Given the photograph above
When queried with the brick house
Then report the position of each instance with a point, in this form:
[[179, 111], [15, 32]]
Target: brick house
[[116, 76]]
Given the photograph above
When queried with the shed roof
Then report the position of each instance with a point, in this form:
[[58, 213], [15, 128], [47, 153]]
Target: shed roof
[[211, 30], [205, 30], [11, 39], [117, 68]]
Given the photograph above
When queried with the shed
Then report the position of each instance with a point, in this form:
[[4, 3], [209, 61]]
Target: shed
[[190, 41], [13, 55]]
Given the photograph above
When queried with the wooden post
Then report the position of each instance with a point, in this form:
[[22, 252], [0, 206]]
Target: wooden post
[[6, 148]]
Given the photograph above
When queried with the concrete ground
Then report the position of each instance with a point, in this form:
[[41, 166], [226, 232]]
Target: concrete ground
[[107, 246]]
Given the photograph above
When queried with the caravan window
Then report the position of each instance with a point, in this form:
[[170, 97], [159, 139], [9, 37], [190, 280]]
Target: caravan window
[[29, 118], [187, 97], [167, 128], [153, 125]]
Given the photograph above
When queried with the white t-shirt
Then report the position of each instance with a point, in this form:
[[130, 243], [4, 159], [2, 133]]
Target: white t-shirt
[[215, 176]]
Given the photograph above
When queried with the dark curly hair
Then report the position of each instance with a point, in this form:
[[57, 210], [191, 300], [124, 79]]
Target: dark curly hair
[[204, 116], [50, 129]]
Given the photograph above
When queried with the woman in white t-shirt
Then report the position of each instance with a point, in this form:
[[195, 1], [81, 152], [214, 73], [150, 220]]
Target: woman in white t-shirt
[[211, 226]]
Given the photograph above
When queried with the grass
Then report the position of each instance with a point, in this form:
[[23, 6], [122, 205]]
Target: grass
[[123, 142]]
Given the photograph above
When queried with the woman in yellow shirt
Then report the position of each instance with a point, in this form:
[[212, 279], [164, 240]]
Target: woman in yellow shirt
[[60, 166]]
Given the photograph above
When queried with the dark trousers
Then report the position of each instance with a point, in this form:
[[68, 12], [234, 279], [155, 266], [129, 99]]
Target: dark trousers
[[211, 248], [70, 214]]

━━━━━━━━━━━━━━━━━━━━

**ABOUT THIS TASK:** In the data above, start at the line that has "Target: dark curly hair", stop after the line that has "When queried with the grass", and print every line in between exactly as it stands.

**ANSWER TO THIS EXERCISE:**
Target: dark curly hair
[[204, 116], [50, 129]]
Given the photograph above
When queried with the woman in white t-shirt
Then report the position of each instance with a point, in this form:
[[195, 1], [81, 152], [214, 73], [150, 220]]
Target: woman in white t-shirt
[[211, 226]]
Given the photograph above
When queried with the grass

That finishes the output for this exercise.